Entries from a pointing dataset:
------------------------------------------------------------------------
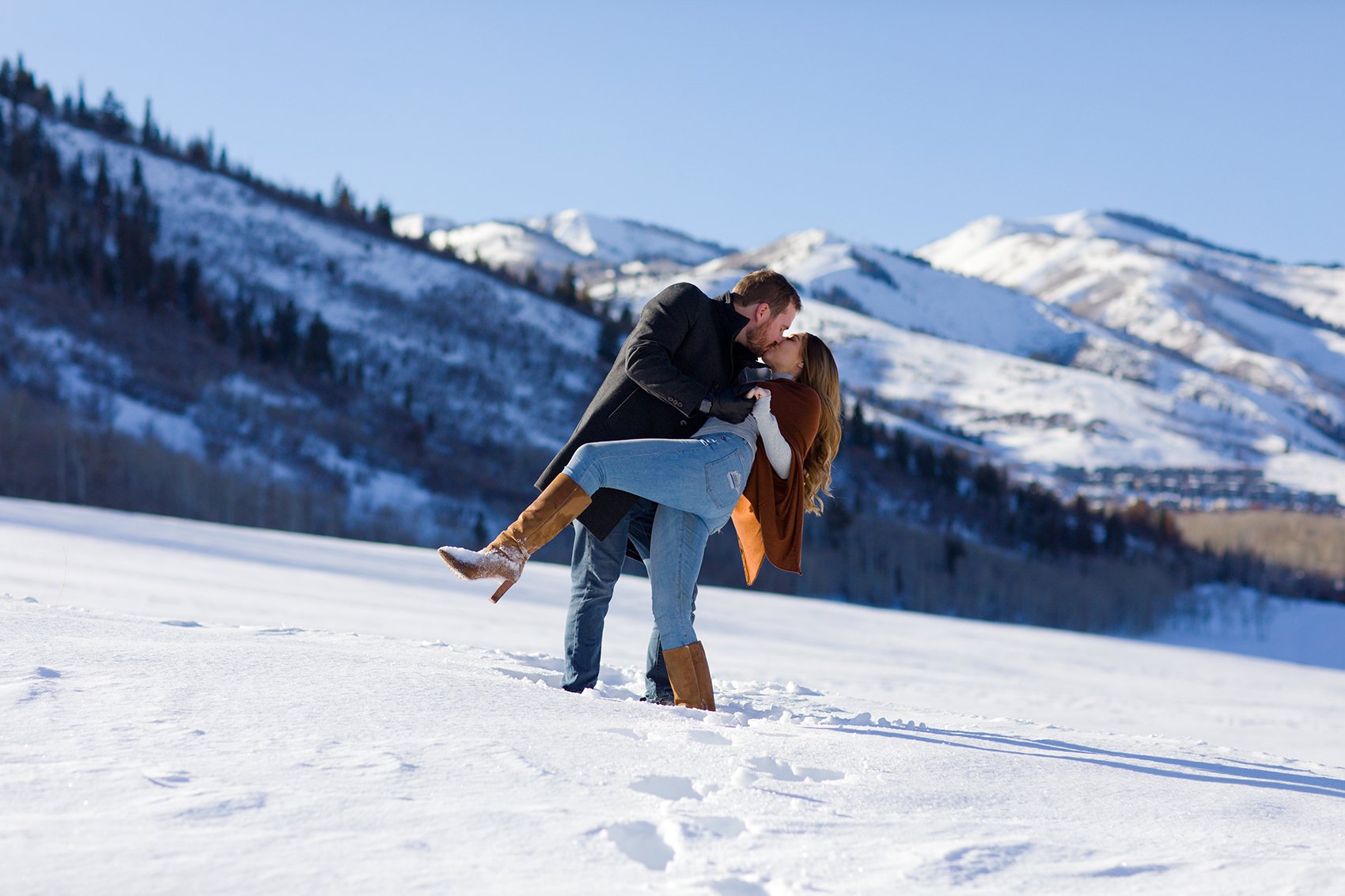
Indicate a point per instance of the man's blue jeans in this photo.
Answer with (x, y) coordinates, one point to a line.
(695, 485)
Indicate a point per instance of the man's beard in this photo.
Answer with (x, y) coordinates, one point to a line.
(755, 339)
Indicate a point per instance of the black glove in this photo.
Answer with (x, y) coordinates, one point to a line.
(729, 404)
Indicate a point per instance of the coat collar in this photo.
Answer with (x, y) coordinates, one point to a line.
(733, 322)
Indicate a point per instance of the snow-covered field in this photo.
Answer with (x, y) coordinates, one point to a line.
(197, 708)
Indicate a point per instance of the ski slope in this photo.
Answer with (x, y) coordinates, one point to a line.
(199, 708)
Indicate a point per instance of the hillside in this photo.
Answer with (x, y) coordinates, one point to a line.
(350, 717)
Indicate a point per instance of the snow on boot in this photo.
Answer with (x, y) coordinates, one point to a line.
(545, 518)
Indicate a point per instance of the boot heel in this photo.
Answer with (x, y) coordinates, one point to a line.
(499, 592)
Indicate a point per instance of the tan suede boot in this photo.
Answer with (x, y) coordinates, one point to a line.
(689, 673)
(544, 520)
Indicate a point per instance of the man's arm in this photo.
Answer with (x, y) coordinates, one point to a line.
(662, 327)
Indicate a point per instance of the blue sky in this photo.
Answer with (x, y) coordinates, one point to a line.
(743, 121)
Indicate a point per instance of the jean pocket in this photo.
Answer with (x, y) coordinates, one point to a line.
(724, 481)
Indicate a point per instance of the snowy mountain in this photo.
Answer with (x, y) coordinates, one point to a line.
(1035, 385)
(426, 337)
(584, 243)
(1275, 327)
(351, 719)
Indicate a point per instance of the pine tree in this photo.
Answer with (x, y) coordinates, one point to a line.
(150, 130)
(284, 333)
(384, 217)
(318, 355)
(112, 117)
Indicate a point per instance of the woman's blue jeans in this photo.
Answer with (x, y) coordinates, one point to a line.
(695, 483)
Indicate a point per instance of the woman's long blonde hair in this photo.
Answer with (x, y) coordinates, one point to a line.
(820, 374)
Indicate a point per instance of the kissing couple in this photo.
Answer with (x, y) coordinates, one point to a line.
(686, 432)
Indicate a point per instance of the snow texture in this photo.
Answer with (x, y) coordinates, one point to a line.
(198, 708)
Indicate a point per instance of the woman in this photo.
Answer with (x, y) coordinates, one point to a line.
(699, 485)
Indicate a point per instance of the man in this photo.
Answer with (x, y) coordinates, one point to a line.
(676, 369)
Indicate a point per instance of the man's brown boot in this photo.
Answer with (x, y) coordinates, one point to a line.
(689, 673)
(545, 518)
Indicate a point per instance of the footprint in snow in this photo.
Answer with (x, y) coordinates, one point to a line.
(167, 778)
(642, 842)
(779, 769)
(724, 826)
(666, 786)
(968, 863)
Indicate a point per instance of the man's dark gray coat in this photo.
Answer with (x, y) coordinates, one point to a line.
(681, 349)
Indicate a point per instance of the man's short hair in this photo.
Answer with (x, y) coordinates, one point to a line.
(768, 287)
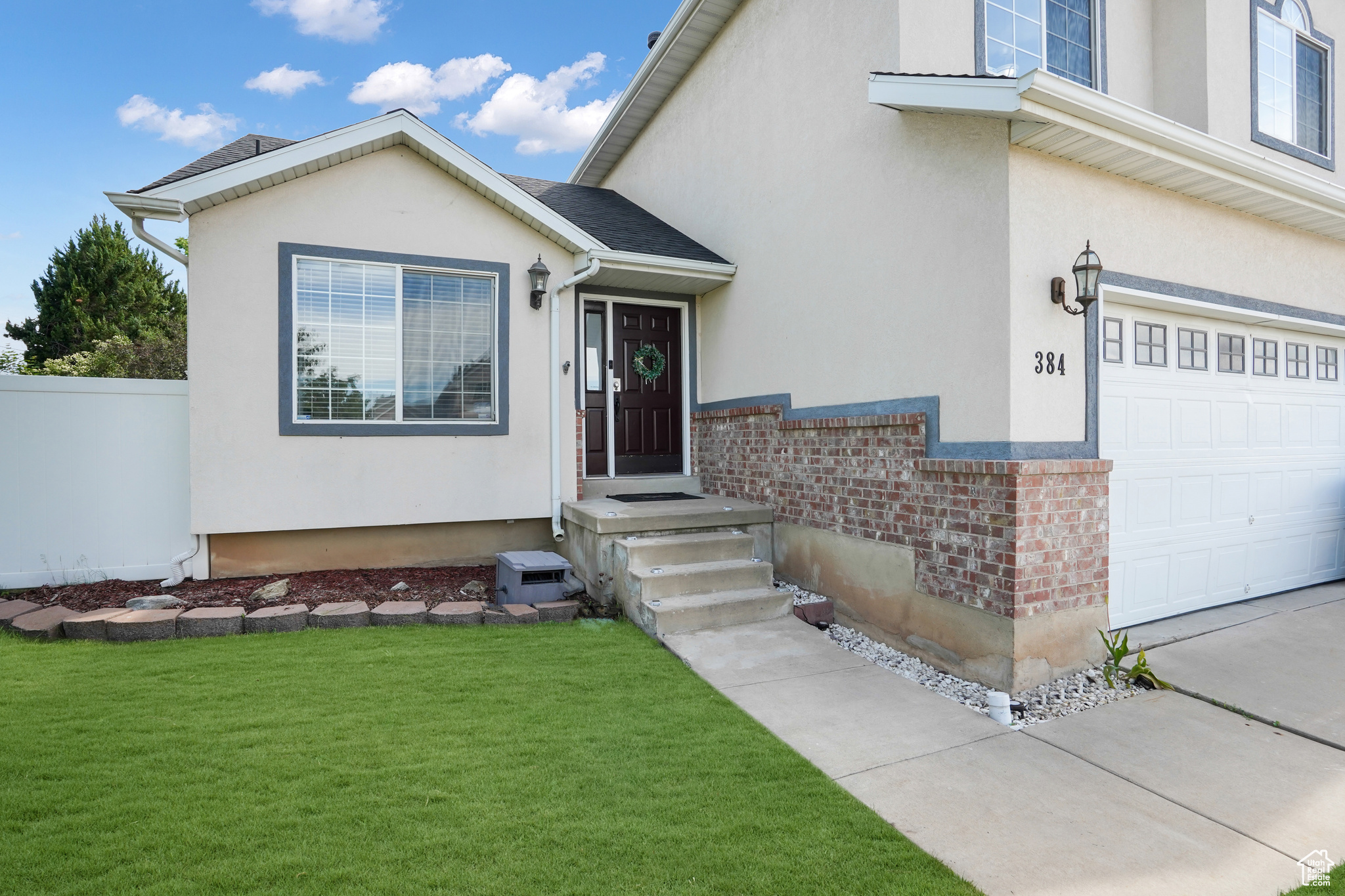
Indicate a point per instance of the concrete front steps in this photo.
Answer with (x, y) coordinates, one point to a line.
------------------------------------------------------------------------
Reproduce verbatim the entries from the line containing "Indicate a point per instance of the man's brown" through the end of the entries, including that first line. Leave any pictures out of your answer.

Indicate a point per instance of the man's brown boot in this photo.
Answer with (x, y) coordinates, one point to a line.
(689, 673)
(545, 518)
Indicate a point per instance of the footprint in snow in this photo.
Answer with (x, y) coordinates, one point to a line.
(167, 778)
(642, 842)
(779, 769)
(724, 826)
(666, 786)
(968, 863)
Indicate a point per instance of the man's dark gray coat in this photo.
Answer with (x, y) coordinates, one point to a line.
(681, 349)
Indicate a point per instance of the man's short hair in this photo.
Answer with (x, y) coordinates, one point to a line.
(768, 287)
Indicate a point per instance of the concrete front steps in this photo.
Answer with (x, y) coordinates, one point to a line.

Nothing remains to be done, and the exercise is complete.